* Stored data entries *

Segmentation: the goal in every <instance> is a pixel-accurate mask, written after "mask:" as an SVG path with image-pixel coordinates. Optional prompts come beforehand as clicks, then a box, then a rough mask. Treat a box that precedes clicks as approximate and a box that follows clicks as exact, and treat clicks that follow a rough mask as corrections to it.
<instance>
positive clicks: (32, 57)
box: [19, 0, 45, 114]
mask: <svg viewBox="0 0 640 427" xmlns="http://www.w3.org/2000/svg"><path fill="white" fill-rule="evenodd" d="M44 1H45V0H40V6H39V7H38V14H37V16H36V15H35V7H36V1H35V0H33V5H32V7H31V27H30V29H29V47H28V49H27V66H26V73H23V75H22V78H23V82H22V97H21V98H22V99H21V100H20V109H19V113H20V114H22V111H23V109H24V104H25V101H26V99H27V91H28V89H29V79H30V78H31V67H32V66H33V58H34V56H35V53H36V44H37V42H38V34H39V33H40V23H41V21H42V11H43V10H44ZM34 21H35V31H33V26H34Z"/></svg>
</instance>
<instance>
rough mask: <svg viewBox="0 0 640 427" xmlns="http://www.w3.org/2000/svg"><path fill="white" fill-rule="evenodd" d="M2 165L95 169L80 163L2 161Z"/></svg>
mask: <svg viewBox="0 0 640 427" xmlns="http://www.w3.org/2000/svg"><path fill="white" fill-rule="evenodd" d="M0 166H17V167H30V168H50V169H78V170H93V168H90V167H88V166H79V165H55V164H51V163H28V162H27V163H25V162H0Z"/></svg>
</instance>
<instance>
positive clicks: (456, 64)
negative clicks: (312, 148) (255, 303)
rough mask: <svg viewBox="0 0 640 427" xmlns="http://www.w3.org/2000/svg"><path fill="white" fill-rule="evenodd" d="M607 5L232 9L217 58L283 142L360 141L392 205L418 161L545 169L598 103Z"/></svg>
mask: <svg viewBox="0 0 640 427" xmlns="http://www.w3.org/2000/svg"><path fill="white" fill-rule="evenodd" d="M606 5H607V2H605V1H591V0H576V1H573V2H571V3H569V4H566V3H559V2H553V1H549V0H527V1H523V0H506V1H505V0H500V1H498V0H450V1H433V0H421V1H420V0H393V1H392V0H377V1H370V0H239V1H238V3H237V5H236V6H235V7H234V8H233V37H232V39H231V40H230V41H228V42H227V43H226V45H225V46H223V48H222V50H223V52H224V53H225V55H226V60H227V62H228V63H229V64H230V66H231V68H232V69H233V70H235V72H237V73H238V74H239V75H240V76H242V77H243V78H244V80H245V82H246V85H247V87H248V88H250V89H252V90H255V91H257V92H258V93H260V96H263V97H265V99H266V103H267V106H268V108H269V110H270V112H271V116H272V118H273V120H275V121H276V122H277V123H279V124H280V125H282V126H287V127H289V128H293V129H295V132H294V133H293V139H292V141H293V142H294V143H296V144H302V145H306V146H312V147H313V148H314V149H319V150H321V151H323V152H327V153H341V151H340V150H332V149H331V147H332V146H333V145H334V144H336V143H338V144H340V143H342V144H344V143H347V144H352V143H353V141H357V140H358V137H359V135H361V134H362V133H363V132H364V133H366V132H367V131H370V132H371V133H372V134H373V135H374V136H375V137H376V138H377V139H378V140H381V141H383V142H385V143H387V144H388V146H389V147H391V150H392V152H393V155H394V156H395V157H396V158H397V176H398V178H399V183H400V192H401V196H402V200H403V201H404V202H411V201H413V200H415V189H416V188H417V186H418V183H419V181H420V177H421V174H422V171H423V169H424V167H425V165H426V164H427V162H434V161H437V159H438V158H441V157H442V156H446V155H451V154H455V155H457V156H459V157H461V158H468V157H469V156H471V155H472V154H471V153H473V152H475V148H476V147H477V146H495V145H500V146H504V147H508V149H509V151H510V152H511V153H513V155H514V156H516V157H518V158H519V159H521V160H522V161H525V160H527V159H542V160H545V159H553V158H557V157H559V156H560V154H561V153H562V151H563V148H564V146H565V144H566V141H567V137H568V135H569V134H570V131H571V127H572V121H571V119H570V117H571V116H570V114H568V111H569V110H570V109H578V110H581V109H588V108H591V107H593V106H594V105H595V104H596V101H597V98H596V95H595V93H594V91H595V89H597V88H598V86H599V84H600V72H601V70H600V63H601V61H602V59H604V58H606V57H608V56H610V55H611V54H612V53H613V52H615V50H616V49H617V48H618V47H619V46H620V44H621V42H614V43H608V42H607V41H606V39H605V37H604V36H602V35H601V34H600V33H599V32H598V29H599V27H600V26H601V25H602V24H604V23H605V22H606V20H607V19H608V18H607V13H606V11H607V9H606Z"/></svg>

* TO-DO ITEM *
Identify each line above that contains the word "positive" and copy those lines in full.

* ANSWER TO THE PROBLEM *
positive clicks: (32, 57)
positive clicks: (456, 64)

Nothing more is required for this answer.